**Text provided**
# Birds living in gas boiler



## Patsyblahh (Mar 5, 2017)

Hi 
Been told by estate agents, that as the property had been lying vacant since 2008, that birds had got in the pipes and nested there.
We will need a new boiler, they don't really recommend repair but are suggesting an electric boiler instead.
Am just wondering if it is a natural gas boiler like I am used to here in Ireland, a flick of a switch and voila, you have heating and hot water, 
or are they bottled gas boilers, which you have to change depending on use.
I am scared of them as a result of childhood trauma.
If they are bottled gas then I will instruct the estate agents to install an electric boiler definitely.
Thanks
Patsy


----------



## Pesky Wesky (May 10, 2009)

Patsyblahh said:


> Hi
> Been told by estate agents, that as the property had been lying vacant since 2008, that birds had got in the pipes and nested there.
> We will need a new boiler, they don't really recommend repair but are suggesting an electric boiler instead.
> Am just wondering if it is a natural gas boiler like I am used to here in Ireland, a flick of a switch and voila, you have heating and hot water,
> ...


Depends on the area. We have natural gas, but many people still use bottled. In some areas you have the possibility to have natural gas but the installation hasn't been done and you'd need to pay for it.
Tell us the area and someone may be able to advise


----------



## Patsyblahh (Mar 5, 2017)

Hi pesky
To be honest the estate agents will not give us the address, but the nearest beach is about 5-10 minutes away is San Juan de los Terreros, that's all I know till we get out there.
Patsy


----------



## Alcalaina (Aug 6, 2010)

**Given records**
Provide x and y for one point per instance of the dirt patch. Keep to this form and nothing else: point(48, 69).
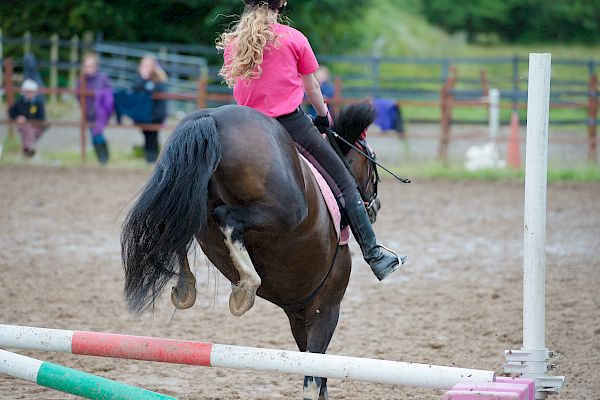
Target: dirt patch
point(458, 302)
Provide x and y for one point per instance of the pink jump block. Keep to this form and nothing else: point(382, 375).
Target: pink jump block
point(502, 389)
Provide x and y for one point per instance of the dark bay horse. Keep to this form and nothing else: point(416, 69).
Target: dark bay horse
point(232, 178)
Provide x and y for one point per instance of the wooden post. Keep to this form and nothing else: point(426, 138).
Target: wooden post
point(202, 87)
point(53, 67)
point(88, 41)
point(1, 58)
point(446, 117)
point(9, 89)
point(592, 119)
point(337, 92)
point(485, 85)
point(83, 115)
point(26, 43)
point(515, 77)
point(73, 60)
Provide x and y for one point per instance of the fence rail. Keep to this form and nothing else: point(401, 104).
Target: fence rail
point(443, 85)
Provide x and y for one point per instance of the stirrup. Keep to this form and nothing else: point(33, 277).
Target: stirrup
point(402, 259)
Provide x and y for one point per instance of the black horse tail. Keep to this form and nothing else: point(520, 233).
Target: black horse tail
point(171, 209)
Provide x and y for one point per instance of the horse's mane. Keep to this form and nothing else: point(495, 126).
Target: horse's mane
point(351, 121)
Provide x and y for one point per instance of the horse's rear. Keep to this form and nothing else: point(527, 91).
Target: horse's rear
point(231, 177)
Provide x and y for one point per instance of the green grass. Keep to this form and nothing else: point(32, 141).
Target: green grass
point(437, 170)
point(434, 170)
point(120, 158)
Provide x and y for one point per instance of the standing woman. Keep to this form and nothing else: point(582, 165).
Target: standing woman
point(270, 66)
point(152, 79)
point(99, 107)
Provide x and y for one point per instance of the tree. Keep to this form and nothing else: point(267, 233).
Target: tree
point(519, 20)
point(325, 22)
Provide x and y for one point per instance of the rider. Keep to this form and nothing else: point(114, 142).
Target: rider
point(270, 66)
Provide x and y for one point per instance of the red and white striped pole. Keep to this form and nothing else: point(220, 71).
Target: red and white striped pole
point(237, 357)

**Problems and tasks**
1 - Write out the passage of the boiler thread starting at "Depends on the" and ending at "pay for it.".
2 - Convert the lines of the records into a JSON list of strings, starting at the line containing "else: point(267, 233)." and ending at the last line of the records. Give one string per line and omit blank lines.

**Solutions to each task**
1 -
Depends on the area. We have natural gas, but many people still use bottled. In some areas you have the possibility to have natural gas but the installation hasn't been done and you'd need to pay for it.

2 -
[
  "Provide x and y for one point per instance of the tree. Keep to this form and nothing else: point(267, 233).",
  "Target: tree",
  "point(519, 20)",
  "point(325, 22)",
  "Provide x and y for one point per instance of the rider. Keep to this form and nothing else: point(114, 142).",
  "Target: rider",
  "point(270, 66)",
  "Provide x and y for one point per instance of the red and white striped pole. Keep to this form and nothing else: point(220, 71).",
  "Target: red and white striped pole",
  "point(237, 357)"
]